> [What is being asked]: In the entries below, find each line bearing the string "shorts" and copy it.

-*-

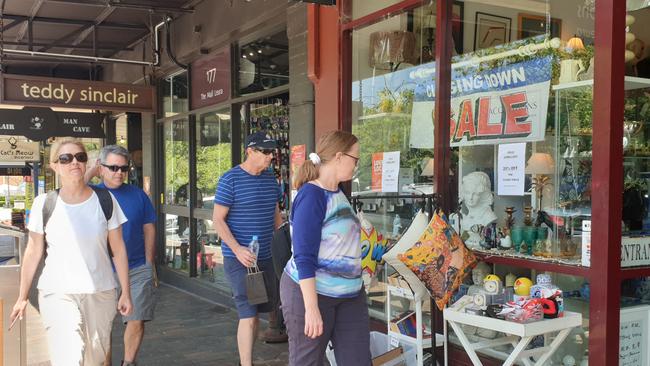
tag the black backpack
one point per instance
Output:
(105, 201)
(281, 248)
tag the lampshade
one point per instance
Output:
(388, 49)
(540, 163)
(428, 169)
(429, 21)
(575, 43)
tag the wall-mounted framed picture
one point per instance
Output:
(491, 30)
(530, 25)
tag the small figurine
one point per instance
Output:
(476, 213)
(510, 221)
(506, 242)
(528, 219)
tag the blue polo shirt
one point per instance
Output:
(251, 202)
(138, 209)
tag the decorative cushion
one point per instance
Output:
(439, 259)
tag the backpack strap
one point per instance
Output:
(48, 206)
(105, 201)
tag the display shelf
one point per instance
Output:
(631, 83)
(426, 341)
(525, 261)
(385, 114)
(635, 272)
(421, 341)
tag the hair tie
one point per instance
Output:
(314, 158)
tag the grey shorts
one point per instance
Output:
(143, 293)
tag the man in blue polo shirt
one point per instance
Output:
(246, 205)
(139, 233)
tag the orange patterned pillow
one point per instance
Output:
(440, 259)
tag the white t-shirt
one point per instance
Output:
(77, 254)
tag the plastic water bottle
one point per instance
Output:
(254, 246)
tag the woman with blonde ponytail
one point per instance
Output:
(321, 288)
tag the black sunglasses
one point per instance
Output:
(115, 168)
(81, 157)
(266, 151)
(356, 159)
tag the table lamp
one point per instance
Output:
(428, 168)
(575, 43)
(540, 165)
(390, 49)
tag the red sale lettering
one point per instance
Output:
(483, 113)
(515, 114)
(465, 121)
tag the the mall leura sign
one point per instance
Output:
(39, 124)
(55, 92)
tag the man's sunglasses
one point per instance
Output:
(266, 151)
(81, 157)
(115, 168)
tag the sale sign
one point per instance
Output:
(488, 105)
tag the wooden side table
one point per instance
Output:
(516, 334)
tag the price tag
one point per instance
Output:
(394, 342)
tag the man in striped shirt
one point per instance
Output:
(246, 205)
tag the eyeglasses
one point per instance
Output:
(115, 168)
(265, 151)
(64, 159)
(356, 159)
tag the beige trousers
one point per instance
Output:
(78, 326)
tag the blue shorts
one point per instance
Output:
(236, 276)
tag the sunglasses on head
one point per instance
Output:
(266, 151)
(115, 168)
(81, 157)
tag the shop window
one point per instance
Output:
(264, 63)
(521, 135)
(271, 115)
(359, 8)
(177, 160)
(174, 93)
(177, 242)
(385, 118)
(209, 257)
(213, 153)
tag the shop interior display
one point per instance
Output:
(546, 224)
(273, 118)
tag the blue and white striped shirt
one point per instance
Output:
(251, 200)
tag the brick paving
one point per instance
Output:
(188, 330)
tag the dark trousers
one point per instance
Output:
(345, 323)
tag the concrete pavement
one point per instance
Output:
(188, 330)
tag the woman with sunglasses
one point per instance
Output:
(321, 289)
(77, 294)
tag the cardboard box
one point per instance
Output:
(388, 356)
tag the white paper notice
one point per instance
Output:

-*-

> [Response]:
tag the grey shorts
tag the blue shorts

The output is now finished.